--- Start of EXTRACTED TEXT ---

On Wed, 12 Dec 2007 18:24:34 +0100, mouss wrote:
Micah Anderson wrote:
On Sat, 08 Dec 2007 20:18:11 +0100, mouss wrote:
Micah Anderson wrote:
I've found that sending mail to micah+te...@riseup.net results in the
message getting sent to maildrop, but then it silently disappears,
without a trace. Postfix sends the message to the maildrop service,
but it doesn't appear to be delivered and no logger messages from my
maildrop are triggered on it.
Dec 6 11:25:37 cormorant postfix/pipe[20262]: CD32B6036C7: to=<micah
+te...@riseup.net>, relay=maildrop, delay=0.22,
delays=0.04/0.12/0/0.07, dsn=2.0.0, status=sent (delivered via
maildrop service)
can you show the maildrop section in your master.cf?
maildrop unix - n n - - pipe
flags=DRhu user=mail argv=/usr/local/bin/maildrop_wrapper -w 90 -d
${recipient}
but how would maildrop find micah+te...@riseup.net ?

--- End of EXTRACTED TEXT ---
--- Start of STORED DATA ---

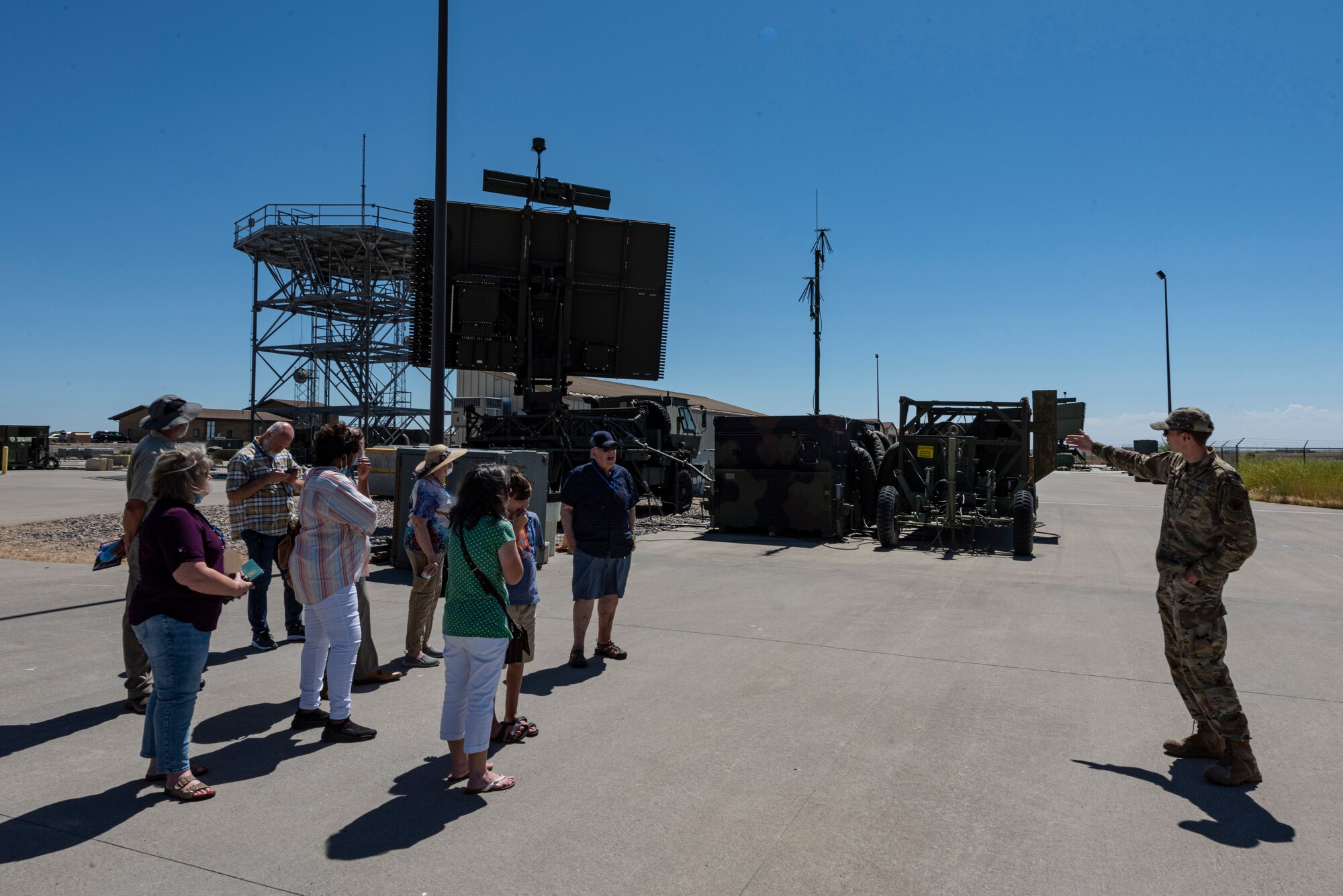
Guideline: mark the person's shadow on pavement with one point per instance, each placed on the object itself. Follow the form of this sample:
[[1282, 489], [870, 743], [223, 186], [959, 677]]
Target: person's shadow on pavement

--- End of STORED DATA ---

DIRECTIVES.
- A) Echo the maildrop thread word for word, everything from "Dec 6 11:25:37" down to "maildrop service)".
- B) In the maildrop thread, the log entry beginning "Dec 6 11:25:37" contains several name=value pairs. List the name of each one.
- C) Go on with the maildrop thread from its last line.
The data above have no connection to the maildrop thread.

EXERCISE RESPONSES.
- A)
Dec 6 11:25:37 cormorant postfix/pipe[20262]: CD32B6036C7: to=<micah
+te...@riseup.net>, relay=maildrop, delay=0.22,
delays=0.04/0.12/0/0.07, dsn=2.0.0, status=sent (delivered via
maildrop service)

- B) to, relay, delay, delays, dsn, status

- C)
you should use ${user}@${nexthop} instead of ${recipient}.
Yes, this is what I found last night as well. Once I found the pipe(8)
man page and switched to ${user}, then it was recognized. I am not sure
why I didn't see the user unknown message originally, perhaps just missed
it.
Also make sure you have:
maildrop_destination_recipient_limit = 1
so that maildrop is called for each recipient.
Yes, have that.
The maildrop_wrapper has the following:
#!/bin/sh
/usr/bin/maildrop $1 $2 $3 $4 $5
when passing arguments to the shell, always quote them.
Right, got it already.
you probably want to change the arguments you use in postfix and replace
${recipient} with ${user}@${nexthop} (if you need the extension, add a
parameter: ${extension})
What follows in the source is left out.